» Consigna 1
Copia del fragmento el tramo que empieza en "Si nos encontramos" y termina en "tipo de colaboración.", cambiando "gobiernos" por "estados".
» Consigna 2
Según el fragmento, ¿qué países tienen capacidades sanitarias escleróticas?
» Consigna 3
Indica si cada afirmación coincide con el fragmento y cita las palabras que lo deciden.
(a) Todos los países parecen estar de acuerdo en la necesidad de hacer pruebas masivas.
(b) Los países muestran gran disposición a cooperar entre sí.
(c) Las medidas especiales se mantendrán solo hasta finales de 2020.
··· Fragmento de texto
Si nos encontramos ante una amenaza planetaria, lo lógico y razonable es que los gobiernos de todo el mundo fuesen capaces de acordar, juntos, un plan de erradicación del virus. Pensar globalmente, actuar localmente. Sin embargo, lo que se está observando son muchas reticencias por parte de los países a cooperar entre sí y nos encontramos en un estadio muy avanzado de la situación como para pensar que ahora mismo proceda ese tipo de colaboración.

Con toda la maquinaria médica y farmacológica trabajando a destajo en encontrar un tratamiento adecuado y una vacuna que provea de la tan deseada inmunidad de grupo, es factible pensar que lo países impondrán durante todo 2020, y una parte de 2021, medidas especiales para ralentizar la propagación del virus. La primera oleada ha pillado a muchas naciones sin capacidad sanitaria suficiente para tratar a los infectados. Ahora mismo es una incógnita determinar cuántas muertes hubieran podido evitarse en caso de disponer de algo mejor que las escleróticas capacidades sanitarias de España, Italia o Bélgica. El hecho de que en estos países el número de muertos por millón de habitantes sea mucho mayor que en el resto, prueba en gran medida que llevan muchas décadas sacando pecho por nada. Por descontado, las medidas especiales antes aludidas pasan por el confinamiento de la población bajo ciertas condiciones, algo que supone enormes costos económicos y sociales. Desempleo masivo, aumento de la pobreza y descontento generalizado son solo algunas de las consecuencias. En muchos países las personas morirán por las consecuencias del bloqueo y no por el virus.

Algo en lo que todos los países parecen estar de acuerdo es en la necesidad de efectuar pruebas masivas para identificar a los portadores del virus y rastrear a los posibles contagiados. Sin embargo, en ausencia de colaboración eficaz a nivel planetario, dada la enormidad de recursos que involucra, esta planificación a gran escala no parece efectiva. Y en este sentido, casi resulta más lógico trabajar en arreglar la situación actual y, al mismo tiempo, progresar en la prevención de la Covid-19. Algunos desbarres de protagonistas tan lenguaraces como el inefable Donald Trump y su recomendación de ingerir desinfectantes, muy en el fondo van por ahí: lo de beber lejía es una demostración del popular dicho "oyen campanas repicar y no saben dónde".
······
··· Filas de datos
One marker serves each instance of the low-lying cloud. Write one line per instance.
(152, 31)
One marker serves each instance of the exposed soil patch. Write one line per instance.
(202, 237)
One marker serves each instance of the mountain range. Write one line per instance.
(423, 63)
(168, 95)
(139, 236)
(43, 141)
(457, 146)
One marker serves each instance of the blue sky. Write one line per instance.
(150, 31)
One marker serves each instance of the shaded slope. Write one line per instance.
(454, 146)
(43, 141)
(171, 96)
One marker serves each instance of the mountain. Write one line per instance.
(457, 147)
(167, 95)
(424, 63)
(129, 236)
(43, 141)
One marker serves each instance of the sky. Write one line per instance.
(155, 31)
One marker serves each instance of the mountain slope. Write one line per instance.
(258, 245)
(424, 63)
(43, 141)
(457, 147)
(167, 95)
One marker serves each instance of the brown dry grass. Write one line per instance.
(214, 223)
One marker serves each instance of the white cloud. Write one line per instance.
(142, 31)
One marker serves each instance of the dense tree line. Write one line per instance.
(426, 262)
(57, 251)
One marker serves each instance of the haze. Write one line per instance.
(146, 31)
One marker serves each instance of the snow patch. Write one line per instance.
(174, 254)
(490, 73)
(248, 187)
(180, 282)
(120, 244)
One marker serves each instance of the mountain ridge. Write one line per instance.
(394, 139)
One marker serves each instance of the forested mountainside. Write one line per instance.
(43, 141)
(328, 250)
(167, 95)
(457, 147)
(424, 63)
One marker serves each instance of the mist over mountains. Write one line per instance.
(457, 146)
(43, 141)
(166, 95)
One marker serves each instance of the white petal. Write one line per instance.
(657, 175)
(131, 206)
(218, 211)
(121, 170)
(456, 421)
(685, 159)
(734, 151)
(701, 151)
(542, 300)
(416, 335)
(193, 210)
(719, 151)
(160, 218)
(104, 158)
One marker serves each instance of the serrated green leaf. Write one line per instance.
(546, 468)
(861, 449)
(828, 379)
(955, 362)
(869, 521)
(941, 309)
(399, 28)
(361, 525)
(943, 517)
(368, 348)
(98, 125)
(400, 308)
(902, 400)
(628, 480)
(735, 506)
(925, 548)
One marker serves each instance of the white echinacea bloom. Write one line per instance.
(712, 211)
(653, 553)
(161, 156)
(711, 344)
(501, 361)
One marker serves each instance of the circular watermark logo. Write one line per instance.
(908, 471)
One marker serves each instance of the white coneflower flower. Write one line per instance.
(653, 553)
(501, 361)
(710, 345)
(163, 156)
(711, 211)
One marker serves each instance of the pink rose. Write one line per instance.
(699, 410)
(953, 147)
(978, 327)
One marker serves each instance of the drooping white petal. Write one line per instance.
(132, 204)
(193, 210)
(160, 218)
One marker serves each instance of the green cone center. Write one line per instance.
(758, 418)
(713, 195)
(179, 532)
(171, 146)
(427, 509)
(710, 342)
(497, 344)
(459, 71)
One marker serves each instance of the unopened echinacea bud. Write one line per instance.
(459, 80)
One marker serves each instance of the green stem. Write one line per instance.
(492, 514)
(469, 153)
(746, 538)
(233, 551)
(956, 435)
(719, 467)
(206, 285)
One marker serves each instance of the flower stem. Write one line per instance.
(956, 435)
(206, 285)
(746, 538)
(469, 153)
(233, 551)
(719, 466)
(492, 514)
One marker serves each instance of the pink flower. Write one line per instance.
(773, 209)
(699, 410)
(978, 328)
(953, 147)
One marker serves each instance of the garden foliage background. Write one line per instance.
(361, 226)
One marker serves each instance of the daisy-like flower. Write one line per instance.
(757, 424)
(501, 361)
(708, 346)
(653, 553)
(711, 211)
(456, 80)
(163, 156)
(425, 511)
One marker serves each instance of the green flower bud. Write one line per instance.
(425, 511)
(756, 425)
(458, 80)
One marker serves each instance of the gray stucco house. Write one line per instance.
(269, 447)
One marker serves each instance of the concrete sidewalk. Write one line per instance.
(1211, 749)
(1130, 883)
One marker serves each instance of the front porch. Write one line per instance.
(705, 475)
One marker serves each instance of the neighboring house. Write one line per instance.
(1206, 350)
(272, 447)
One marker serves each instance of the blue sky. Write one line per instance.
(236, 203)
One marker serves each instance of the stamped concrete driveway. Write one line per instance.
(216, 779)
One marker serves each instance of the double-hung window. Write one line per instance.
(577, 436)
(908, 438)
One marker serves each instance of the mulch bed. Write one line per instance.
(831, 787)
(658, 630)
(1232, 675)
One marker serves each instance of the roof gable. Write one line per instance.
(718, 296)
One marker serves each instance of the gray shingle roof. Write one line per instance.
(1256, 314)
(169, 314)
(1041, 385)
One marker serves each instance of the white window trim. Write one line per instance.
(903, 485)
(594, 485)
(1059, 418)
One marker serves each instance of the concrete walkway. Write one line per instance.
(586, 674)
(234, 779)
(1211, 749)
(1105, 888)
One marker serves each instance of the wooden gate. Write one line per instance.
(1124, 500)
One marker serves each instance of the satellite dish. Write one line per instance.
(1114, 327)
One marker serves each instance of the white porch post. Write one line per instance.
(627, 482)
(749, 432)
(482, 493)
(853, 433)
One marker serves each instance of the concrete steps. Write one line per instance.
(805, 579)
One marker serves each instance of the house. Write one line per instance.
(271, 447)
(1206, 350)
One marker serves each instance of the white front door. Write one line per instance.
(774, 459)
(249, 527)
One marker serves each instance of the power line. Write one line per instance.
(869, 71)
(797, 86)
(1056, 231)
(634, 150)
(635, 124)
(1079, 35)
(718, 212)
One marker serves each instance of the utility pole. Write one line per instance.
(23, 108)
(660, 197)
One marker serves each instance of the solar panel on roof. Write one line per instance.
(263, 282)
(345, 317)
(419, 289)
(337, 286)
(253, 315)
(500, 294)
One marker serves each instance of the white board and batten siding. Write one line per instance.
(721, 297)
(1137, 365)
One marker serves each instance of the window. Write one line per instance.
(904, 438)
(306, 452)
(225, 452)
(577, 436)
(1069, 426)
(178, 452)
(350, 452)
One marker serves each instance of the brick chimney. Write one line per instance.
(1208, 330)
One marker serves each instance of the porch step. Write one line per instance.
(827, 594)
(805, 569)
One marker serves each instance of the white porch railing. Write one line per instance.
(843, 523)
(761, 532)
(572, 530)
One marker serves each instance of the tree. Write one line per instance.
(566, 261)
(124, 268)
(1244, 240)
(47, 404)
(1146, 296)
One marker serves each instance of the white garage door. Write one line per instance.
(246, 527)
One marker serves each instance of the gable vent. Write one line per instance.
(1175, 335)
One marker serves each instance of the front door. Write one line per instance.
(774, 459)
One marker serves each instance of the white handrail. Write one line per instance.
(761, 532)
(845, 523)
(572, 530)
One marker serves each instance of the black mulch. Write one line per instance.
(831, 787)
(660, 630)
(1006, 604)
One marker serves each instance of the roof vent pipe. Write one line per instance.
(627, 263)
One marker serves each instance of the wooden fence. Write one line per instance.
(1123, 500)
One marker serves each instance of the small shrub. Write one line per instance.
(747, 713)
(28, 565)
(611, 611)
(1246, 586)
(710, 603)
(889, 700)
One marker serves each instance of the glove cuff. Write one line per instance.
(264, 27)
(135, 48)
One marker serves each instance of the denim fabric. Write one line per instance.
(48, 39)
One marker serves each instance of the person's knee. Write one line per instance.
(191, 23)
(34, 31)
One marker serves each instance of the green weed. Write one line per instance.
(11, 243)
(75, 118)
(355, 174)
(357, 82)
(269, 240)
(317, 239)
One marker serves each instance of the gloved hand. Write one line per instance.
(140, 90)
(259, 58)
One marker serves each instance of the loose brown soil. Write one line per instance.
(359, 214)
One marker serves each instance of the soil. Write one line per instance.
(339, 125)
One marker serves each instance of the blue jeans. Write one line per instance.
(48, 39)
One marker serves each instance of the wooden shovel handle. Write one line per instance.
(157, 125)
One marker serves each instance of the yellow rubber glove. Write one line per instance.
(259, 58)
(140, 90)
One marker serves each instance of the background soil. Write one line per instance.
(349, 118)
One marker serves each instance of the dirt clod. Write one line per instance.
······
» Respuesta escrita 1
Si nos encontramos ante una amenaza planetaria, lo lógico y razonable es que los estados de todo el mundo fuesen capaces de acordar, juntos, un plan de erradicación del virus. Pensar globalmente, actuar localmente. Sin embargo, lo que se está observando son muchas reticencias por parte de los países a cooperar entre sí y nos encontramos en un estadio muy avanzado de la situación como para pensar que ahora mismo proceda ese tipo de colaboración.

» Respuesta escrita 2
España, Italia y Bélgica.

» Respuesta escrita 3
(a) Sí: "Algo en lo que todos los países parecen estar de acuerdo es en la necesidad de efectuar pruebas masivas".
(b) No: "muchas reticencias por parte de los países a cooperar entre sí".
(c) No: "durante todo 2020, y una parte de 2021".